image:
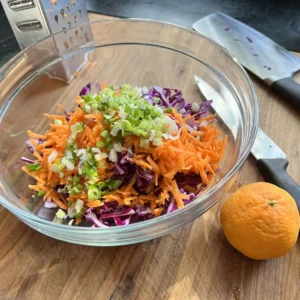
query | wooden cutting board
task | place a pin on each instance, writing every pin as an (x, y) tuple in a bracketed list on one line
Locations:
[(194, 262)]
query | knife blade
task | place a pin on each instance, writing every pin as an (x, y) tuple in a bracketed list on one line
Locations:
[(270, 159), (259, 54)]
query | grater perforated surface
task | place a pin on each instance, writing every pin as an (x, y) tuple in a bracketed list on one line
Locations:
[(49, 17)]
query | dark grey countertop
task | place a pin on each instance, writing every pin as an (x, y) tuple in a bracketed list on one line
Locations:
[(278, 19), (8, 44)]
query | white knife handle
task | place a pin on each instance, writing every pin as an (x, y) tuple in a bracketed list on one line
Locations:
[(289, 89)]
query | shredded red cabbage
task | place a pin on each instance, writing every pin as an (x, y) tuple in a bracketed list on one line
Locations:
[(174, 98)]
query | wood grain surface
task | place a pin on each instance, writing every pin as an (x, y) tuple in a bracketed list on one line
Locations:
[(194, 262)]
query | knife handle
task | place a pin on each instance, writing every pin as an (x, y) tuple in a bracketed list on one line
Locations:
[(289, 89), (274, 171)]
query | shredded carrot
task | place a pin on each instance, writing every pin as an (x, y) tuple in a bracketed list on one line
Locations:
[(197, 151)]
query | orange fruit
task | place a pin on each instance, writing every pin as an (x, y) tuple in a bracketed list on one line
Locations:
[(261, 220)]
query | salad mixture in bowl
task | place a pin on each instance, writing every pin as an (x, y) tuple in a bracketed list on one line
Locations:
[(124, 155)]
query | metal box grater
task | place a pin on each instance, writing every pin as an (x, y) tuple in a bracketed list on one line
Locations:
[(33, 20)]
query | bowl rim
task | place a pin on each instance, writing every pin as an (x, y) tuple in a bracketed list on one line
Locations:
[(163, 218)]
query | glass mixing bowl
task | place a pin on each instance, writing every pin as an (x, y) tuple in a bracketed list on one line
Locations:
[(139, 52)]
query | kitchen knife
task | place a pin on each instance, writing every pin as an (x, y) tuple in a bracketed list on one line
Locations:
[(270, 159), (259, 54)]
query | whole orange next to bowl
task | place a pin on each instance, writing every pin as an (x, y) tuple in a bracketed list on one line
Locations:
[(261, 220)]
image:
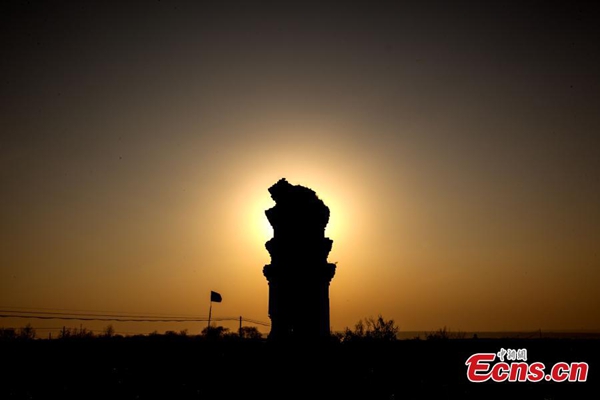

> [OBJECTIVE] Output all of the data above exactly as it appears, line for line, without the pictures.

> [OUTPUT FOR THIS EXERCISE]
image:
query | wooden cutting board
task | place a pin on each instance, writing every pin as an (x, y) tuple in a bracketed list on one line
Locations:
[(194, 262)]
query | knife blade
task | place a pin on each instance, writing every pin as an (x, y) tuple in a bracketed list on one line
Locations:
[(270, 159), (259, 54)]
query | grater perforated surface
task | place a pin on each instance, writing every pin as an (x, y) tuple in a bracketed list on one line
Locations:
[(49, 17)]
query | dark grey countertop
task | place a pin on each instance, writing every pin as an (x, y) tuple in a bracketed list on one line
Locations:
[(278, 19), (8, 44)]
query | white knife handle
task | place a pin on each instance, writing every pin as an (x, y) tuple in a bracketed list on one line
Locations:
[(289, 89)]
query | shredded red cabbage
task | place a pin on each instance, writing every pin as an (x, y) tuple in a bracketed list on one line
Locations:
[(174, 98)]
query | wood grain surface
task | place a pin on each instance, writing every pin as an (x, y) tuple in a bracketed list on one line
Locations:
[(194, 262)]
query | knife handle
task | place a pin on each instance, writing every pin as an (x, y) tuple in a bracketed list on one line
Locations:
[(289, 89), (274, 171)]
query | shredded carrot
task | place a pin on each instance, writing every pin as an (x, y) tuple in a bracketed list on one line
Locations:
[(197, 151)]
query | orange fruit
task | place a pin on each instance, writing every pin as an (x, y) tuple in a bracketed list on one line
Locations:
[(261, 220)]
query | salad mixture in bowl
task | place a pin on each instance, writing every pin as an (x, y) tuple in a bracketed list on one line
Locations:
[(124, 155)]
query | metal box grater
task | place a pin on each instance, writing every pin as an (x, y) tuple in a bracketed list on one line
Locations:
[(33, 20)]
query | bowl rim
task | place a pin on each instance, writing every pin as an (x, y) tuple in a bracketed list on one line
Locations:
[(163, 218)]
query | glass mixing bowl
task | place a pin on each instance, writing every pin as an (x, y) tuple in a bracketed list on one line
Locations:
[(139, 52)]
query | kitchen knife
task | place a pin on each instance, writing every pin as an (x, y) tuple in a bracketed list on one line
Locations:
[(270, 159), (259, 54)]
query | whole orange next to bowl
task | place a pin on each instance, writing every pin as an (x, y) tuple in a bracketed list on one line
Locations:
[(261, 220)]
image:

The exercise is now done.